ABOUT THIS EXERCISE: Scan the following material for the string "below" and copy each line in which it appears.

------ INFORMATION

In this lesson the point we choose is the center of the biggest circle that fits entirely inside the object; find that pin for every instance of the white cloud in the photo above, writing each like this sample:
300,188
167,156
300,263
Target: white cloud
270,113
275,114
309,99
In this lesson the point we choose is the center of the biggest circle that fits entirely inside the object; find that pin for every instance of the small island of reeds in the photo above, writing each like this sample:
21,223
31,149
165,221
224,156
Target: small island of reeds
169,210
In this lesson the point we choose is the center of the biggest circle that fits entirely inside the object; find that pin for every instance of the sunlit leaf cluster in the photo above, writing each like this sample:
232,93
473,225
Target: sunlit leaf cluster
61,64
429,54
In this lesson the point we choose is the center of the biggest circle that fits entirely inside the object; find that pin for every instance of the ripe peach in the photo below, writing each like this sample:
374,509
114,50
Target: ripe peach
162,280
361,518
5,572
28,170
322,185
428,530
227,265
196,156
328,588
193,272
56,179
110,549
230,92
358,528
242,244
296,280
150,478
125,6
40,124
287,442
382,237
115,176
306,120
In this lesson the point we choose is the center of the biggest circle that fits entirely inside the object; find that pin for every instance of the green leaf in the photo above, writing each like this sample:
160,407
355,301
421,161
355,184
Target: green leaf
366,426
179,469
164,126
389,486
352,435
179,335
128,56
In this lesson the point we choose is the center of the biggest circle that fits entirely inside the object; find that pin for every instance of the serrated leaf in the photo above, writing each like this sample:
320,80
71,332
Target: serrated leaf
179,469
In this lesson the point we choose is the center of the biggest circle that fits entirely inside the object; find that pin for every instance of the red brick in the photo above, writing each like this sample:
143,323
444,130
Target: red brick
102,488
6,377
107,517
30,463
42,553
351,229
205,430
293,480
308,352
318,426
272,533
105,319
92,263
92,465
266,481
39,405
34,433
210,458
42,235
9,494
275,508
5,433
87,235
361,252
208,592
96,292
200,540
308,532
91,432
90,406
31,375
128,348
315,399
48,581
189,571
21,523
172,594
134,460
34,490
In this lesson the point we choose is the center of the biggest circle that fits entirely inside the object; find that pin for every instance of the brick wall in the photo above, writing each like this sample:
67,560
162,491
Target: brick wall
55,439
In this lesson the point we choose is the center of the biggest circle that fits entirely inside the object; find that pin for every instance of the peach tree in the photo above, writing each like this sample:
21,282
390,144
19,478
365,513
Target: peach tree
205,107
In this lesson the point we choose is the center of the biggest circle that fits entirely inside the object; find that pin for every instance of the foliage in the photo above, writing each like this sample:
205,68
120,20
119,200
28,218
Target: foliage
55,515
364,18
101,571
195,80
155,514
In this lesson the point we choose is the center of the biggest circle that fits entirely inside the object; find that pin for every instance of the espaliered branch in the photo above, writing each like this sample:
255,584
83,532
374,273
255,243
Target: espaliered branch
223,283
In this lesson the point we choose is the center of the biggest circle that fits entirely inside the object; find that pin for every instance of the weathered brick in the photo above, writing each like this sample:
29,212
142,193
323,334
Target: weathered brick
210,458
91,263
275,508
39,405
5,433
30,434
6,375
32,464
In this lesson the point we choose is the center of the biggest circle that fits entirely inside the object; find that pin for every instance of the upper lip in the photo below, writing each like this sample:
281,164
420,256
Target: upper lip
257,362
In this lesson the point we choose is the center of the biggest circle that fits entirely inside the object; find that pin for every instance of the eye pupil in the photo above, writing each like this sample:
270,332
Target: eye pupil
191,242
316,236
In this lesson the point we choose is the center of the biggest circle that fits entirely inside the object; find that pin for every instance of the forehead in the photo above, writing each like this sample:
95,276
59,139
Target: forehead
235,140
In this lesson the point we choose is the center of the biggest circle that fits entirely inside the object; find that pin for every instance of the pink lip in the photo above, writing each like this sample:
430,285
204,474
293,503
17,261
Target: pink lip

------------

THE COMPLETED TASK:
In this lesson the point we choose is the center of the biggest circle that fits entirely inside the object; find that pin for every instance of the ripe peach in the photo below, writing each like this sample:
In this lesson the point we choose is the center of the biggest circle that fits entirely inside the object; find that pin for every instance of the upper lip in the photo below, writing each like this sample:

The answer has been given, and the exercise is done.